Signos
No hay peor circunstancia que la de un pueblo sin sustancia crítica propia, sin ideas ni ideales de libre concepción, sin más conciencia que la inducida por facciones políticas encontradas, a merced de las disputas por el poder político (donde la confrontación ideológica se ha reducido al mero debate panfletario y descalificador) y donde los triunfalismos pueden radicarse de cualquier lado y sobre controversias tan insostenibles y tan subjetivas como que un proceso electoral ganado con casi un sólo dígito porcentual de sufragios y más de un noventa por ciento de abstencionismo puede celebrarse como un gran éxito atribuible a cualquiera de las partes: se ha probado que México es el país más democrático y su Presidenta la mejor del mundo, en el bando dirigente del Estado, y se ha probado, en el contrario, que los opositores siempre han tenido la razón histórica defendiendo la soberanía judicial de antes y el pueblo se la ha refrendado negándose a votar por una Justicia sectaria que la tiranía en el poder nacional ha querido imponerle para controlar al país de manera represiva y absoluta.

Entradas para procesar:
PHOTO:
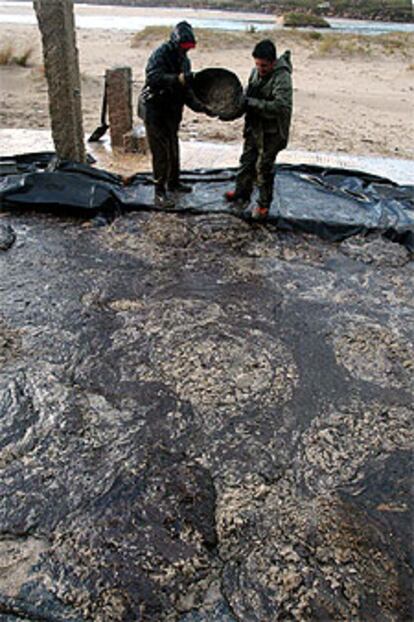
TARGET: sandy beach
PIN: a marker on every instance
(350, 96)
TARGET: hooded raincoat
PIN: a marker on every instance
(161, 104)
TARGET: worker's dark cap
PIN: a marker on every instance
(183, 36)
(265, 49)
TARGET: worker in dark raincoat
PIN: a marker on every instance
(167, 89)
(268, 108)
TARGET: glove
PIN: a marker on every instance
(185, 79)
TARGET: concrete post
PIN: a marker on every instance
(119, 98)
(57, 27)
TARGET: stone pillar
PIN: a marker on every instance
(119, 98)
(57, 27)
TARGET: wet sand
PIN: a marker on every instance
(358, 104)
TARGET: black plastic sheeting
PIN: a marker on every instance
(332, 203)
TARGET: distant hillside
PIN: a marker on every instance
(392, 10)
(385, 10)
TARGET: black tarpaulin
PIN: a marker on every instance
(332, 203)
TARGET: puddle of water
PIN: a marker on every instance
(207, 155)
(136, 18)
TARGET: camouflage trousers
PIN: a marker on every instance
(163, 143)
(257, 164)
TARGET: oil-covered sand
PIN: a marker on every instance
(203, 421)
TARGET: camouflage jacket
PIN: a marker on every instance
(270, 101)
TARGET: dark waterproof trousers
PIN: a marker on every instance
(163, 143)
(257, 164)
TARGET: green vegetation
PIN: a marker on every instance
(394, 10)
(304, 20)
(8, 56)
(325, 44)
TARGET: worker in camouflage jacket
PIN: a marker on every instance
(167, 89)
(268, 108)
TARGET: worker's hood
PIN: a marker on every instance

Tareas propuestas:
[A] Responde con base en el texto:
(i) ¿Qué porcentaje de abstencionismo se menciona en el proceso electoral?
(ii) ¿A qué se ha reducido la confrontación ideológica?
(iii) Según el bando dirigente del Estado, ¿qué se ha probado sobre México y su Presidenta?
[B] Reúne todas las líneas de las entradas que contengan la palabra "camouflage".
El texto y las entradas proceden de fuentes distintas.

Resultados:
[A]
(i) Más de un noventa por ciento.
(ii) Al mero debate panfletario y descalificador.
(iii) Que México es el país más democrático y su Presidenta la mejor del mundo.

[B]
TARGET: camouflage trousers
TARGET: camouflage jacket
TARGET: worker in camouflage jacket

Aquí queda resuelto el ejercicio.